— Exercise —
Will you give every entry again exactly as it stands?

— Data excerpts —
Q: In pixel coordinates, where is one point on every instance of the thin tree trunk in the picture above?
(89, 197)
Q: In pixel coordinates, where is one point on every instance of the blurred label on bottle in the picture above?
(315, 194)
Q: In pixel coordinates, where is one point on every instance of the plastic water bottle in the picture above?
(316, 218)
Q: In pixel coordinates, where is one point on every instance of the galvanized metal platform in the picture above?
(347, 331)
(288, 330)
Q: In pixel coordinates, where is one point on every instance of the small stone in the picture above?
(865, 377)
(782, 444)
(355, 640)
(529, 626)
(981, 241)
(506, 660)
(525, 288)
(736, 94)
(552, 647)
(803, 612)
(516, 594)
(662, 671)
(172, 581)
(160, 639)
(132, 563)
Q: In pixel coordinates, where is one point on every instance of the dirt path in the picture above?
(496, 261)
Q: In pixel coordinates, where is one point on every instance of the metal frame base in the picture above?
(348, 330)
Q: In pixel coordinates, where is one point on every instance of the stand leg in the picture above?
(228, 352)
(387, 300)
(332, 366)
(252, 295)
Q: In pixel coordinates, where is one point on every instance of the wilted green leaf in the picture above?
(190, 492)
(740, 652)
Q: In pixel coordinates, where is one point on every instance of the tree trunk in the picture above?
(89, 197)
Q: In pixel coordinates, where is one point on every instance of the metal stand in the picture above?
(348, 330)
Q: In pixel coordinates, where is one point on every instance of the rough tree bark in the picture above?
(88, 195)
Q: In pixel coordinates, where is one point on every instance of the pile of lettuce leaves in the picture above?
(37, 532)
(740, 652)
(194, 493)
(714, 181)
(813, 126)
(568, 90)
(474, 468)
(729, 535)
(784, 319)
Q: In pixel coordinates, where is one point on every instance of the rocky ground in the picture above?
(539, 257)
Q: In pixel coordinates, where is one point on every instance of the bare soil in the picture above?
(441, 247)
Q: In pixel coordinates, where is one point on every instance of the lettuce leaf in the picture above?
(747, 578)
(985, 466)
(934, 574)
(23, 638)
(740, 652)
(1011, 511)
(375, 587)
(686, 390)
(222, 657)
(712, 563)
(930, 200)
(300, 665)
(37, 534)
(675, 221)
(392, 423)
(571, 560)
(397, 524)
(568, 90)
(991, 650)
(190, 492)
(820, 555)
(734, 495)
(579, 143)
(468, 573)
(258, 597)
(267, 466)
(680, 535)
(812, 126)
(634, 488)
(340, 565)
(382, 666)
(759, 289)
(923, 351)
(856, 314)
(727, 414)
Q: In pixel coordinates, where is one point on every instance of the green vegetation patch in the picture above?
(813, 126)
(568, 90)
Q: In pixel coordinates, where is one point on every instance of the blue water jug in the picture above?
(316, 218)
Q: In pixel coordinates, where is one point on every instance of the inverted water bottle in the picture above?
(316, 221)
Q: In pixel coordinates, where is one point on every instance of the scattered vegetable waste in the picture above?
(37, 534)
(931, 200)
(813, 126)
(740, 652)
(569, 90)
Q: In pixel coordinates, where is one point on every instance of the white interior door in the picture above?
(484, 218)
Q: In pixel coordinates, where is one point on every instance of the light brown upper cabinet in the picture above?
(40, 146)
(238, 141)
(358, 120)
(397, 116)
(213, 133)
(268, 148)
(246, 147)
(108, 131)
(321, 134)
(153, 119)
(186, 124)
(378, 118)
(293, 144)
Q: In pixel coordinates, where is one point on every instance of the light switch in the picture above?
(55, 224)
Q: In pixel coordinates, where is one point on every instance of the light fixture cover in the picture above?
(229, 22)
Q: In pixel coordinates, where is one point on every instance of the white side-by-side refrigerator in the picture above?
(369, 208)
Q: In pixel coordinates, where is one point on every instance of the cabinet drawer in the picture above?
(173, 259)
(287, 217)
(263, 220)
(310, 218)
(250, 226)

— Finished exercise —
Q: In pixel coordinates, where is one point on every instance of the thin tree trunk in the picture above?
(89, 197)
Q: In pixel coordinates, where is one point on every instance of the blurred label on bottle in the picture above?
(315, 194)
Q: In pixel coordinates, where is one point on every instance of the plastic water bottle in the picture above?
(316, 218)
Q: In pixel coordinates, where is one point on every instance of the galvanized metal platform in the picture above?
(347, 331)
(288, 330)
Q: In pixel coordinates, where is one point on every instance of the small stone in the picture above?
(865, 377)
(782, 444)
(355, 640)
(529, 626)
(981, 241)
(506, 660)
(525, 288)
(736, 94)
(552, 647)
(803, 612)
(516, 594)
(662, 671)
(172, 581)
(160, 639)
(132, 563)
Q: In pixel coordinates, where is one point on every instance of the dirt path in the picture above?
(496, 261)
Q: In pixel coordinates, where is one point on every instance of the metal frame base in the picture above?
(348, 330)
Q: In pixel coordinates, where is one point on every instance of the stand leg in the picture above?
(228, 352)
(387, 300)
(332, 366)
(252, 295)
Q: In pixel coordinates, where is one point on every instance of the wilted green leaf in the picture above?
(190, 492)
(740, 652)
Q: In pixel coordinates, where is one point on every instance of the tree trunk in the picture above?
(89, 197)
Q: In pixel coordinates, where is one point on every instance of the metal stand in the picture above?
(348, 330)
Q: In pixel coordinates, where is one point on every instance of the rough tree bark in the picture above?
(88, 195)
Q: In pixel coordinates, where is one point on every instance of the pile of lettuce leaves in the picture above?
(37, 532)
(740, 652)
(194, 493)
(714, 181)
(813, 126)
(568, 90)
(474, 468)
(729, 535)
(784, 319)
Q: In pixel coordinates, where is one point on every instance of the rocky ground in the picture above?
(539, 257)
Q: In pixel coordinates, where is one point on every instance of the bare soil in the picture above?
(441, 247)
Q: In pixel coordinates, where is one point on every instance of the lettuce leaf in the picture above?
(747, 578)
(985, 466)
(934, 574)
(23, 638)
(740, 652)
(1011, 511)
(375, 587)
(686, 390)
(222, 657)
(712, 563)
(930, 200)
(300, 665)
(37, 534)
(675, 221)
(392, 423)
(571, 560)
(397, 524)
(568, 90)
(991, 650)
(190, 492)
(820, 555)
(734, 495)
(579, 143)
(468, 573)
(258, 597)
(267, 466)
(680, 535)
(812, 126)
(634, 488)
(340, 565)
(382, 666)
(759, 289)
(923, 351)
(856, 314)
(727, 414)
Q: In pixel coordinates, where is one point on every instance of the green vegetation patch in the picture above?
(813, 126)
(568, 90)
Q: In pixel coordinates, where is one point on every instance of the blue water jug in the picture above?
(316, 218)
Q: In pixel coordinates, where is one point on every instance of the inverted water bottle in the picture above?
(316, 221)
Q: In pixel coordinates, where is one point on every instance of the scattered vegetable waste in the picture above?
(37, 534)
(931, 200)
(813, 126)
(740, 652)
(569, 90)
Q: In pixel coordinates, where is one point on every instance of the white interior door in the picture above?
(484, 218)
Q: In pixel coordinates, where is one point on every instance of the light brown upper cabinet in the picture above?
(40, 146)
(238, 141)
(358, 120)
(397, 116)
(213, 133)
(268, 148)
(246, 147)
(108, 131)
(321, 134)
(153, 119)
(186, 124)
(378, 118)
(293, 144)
Q: In pixel coordinates, where is one point on every instance of the light switch in the picture above?
(55, 224)
Q: In pixel coordinates, where is one point on every instance of the light fixture cover in the picture above?
(229, 22)
Q: In pixel coordinates, where is one point on every instance of the white side-by-side refrigerator in the picture above?
(369, 208)
Q: In pixel coordinates, where is one point on every instance of the cabinet drawer in the picture above?
(173, 259)
(287, 217)
(263, 220)
(310, 218)
(250, 226)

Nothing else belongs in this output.